What to work on
Each line from the material with the word "outline" in it must be copied.

Records for the task

*** Block opens ***

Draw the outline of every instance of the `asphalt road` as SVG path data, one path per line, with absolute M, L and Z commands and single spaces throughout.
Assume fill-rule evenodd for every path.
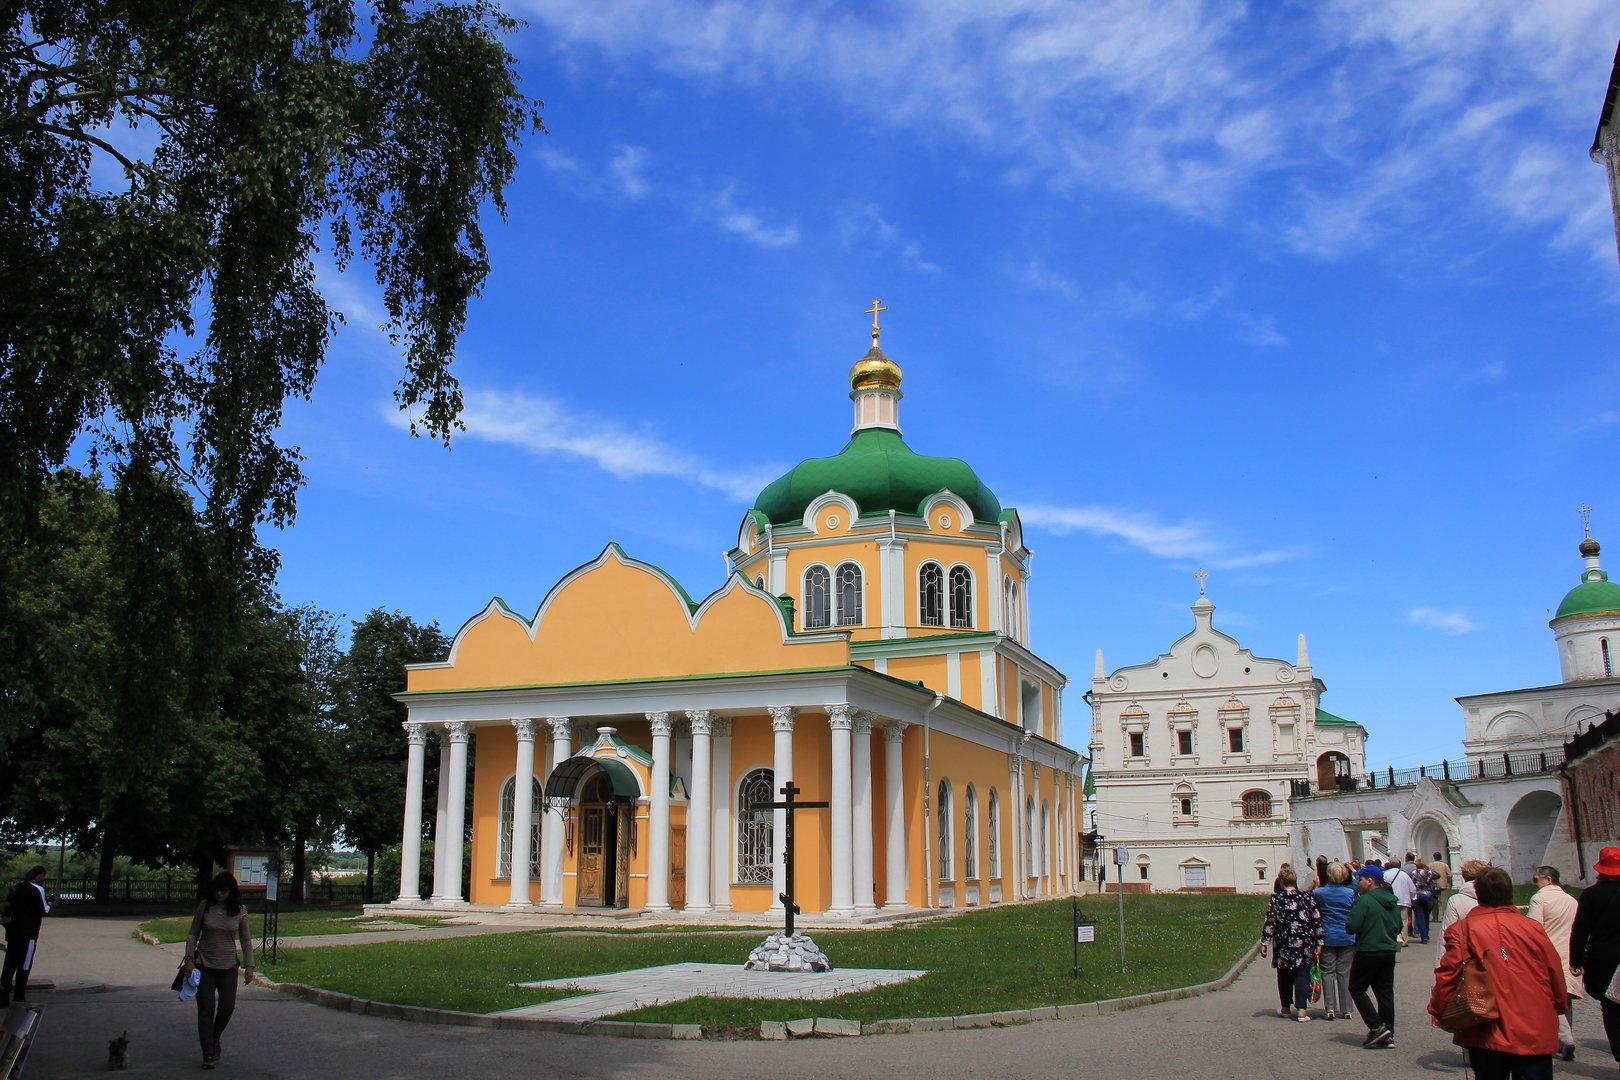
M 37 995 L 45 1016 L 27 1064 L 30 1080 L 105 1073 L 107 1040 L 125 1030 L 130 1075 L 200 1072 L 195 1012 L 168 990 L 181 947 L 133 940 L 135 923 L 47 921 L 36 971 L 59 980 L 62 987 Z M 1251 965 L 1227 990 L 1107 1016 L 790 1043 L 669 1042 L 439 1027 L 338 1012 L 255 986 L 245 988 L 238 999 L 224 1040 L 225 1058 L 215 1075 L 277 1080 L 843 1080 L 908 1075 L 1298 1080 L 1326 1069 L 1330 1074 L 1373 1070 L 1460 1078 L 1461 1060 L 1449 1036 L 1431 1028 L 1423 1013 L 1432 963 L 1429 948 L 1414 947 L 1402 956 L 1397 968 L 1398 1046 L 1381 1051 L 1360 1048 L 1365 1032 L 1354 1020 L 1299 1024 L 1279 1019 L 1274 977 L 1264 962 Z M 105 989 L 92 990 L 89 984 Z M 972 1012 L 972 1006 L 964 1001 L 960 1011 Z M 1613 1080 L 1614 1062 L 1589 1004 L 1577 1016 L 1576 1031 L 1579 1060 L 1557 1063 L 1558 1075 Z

*** Block closes ***
*** Block opens ***

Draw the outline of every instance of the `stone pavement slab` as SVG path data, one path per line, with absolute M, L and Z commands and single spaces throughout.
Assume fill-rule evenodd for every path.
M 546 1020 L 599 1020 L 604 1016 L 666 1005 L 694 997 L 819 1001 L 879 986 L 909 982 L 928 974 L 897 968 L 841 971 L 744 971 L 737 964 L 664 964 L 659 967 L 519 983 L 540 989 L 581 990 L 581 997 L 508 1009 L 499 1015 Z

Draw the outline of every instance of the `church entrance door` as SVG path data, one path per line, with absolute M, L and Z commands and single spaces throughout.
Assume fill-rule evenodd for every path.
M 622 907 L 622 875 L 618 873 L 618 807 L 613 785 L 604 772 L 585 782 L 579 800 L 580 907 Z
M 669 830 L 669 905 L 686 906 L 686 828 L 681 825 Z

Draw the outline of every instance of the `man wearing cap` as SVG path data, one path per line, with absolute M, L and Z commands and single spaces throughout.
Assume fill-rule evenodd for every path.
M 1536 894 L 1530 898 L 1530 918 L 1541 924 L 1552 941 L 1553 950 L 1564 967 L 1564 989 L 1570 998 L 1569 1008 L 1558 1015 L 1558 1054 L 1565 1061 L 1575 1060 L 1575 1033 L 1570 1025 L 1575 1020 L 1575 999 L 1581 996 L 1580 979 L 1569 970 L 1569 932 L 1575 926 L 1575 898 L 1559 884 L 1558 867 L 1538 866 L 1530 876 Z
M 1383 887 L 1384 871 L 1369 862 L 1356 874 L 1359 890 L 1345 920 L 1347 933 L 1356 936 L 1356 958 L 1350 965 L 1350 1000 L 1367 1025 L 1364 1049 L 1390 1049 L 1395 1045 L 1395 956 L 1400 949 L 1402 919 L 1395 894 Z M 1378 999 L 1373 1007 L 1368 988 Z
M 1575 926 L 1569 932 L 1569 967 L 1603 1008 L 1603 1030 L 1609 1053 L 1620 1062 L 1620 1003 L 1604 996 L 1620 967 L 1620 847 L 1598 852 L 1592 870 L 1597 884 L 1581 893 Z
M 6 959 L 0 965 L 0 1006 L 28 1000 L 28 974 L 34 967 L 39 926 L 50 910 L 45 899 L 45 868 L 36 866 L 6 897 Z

*** Block closes ***
*** Block opens ***

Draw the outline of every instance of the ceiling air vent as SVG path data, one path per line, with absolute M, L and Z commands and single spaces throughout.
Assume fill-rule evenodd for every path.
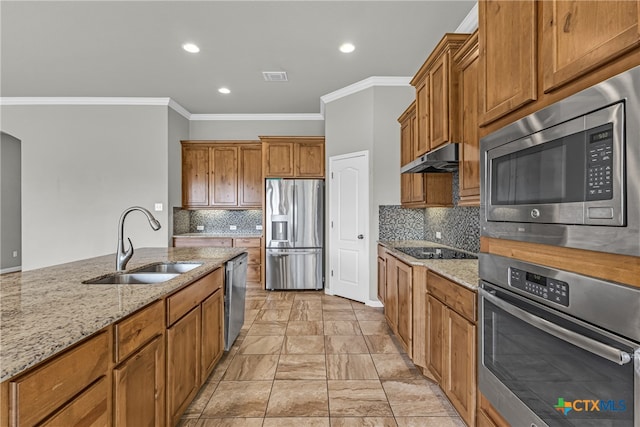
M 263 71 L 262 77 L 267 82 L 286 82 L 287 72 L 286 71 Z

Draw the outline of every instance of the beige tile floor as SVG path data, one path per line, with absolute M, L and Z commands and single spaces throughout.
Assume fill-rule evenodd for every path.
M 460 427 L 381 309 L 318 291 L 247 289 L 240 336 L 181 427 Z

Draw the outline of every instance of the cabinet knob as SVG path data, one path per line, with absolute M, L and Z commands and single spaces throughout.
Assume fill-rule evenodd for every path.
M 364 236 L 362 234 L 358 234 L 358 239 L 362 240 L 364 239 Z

*** Block closes ***

Solution for this problem
Draw the outline of every instance of the `asphalt road` as SVG path data, one path per line, with absolute M, L and Z commands and single spaces throughout.
Draw the outline of every instance of the `stone pavement slab` as SVG path data, one path per line, with absolute M, L and Z commands and single spaces throughout.
Draw the outline of every instance of the `church entrance door` as SVG path data, one path per line, with absolute M, L and Z commands and single spaces throughout.
Draw the outline of every instance of the `man wearing cap` as SVG path data, one path per line, with absolute M, L and Z commands and single spaces throughout.
Draw the outline of every instance of the ceiling air vent as SVG path data, one path per line, with absolute M, L and Z commands and single spaces throughout.
Draw the outline of every instance of the beige tile floor as SVG path data, one path per line, with absolute M, L and Z commands and single spaces throughout.
Draw the outline of every instance of the cabinet knob as SVG path data, one path per line, with absolute M, L and Z commands and single spaces throughout.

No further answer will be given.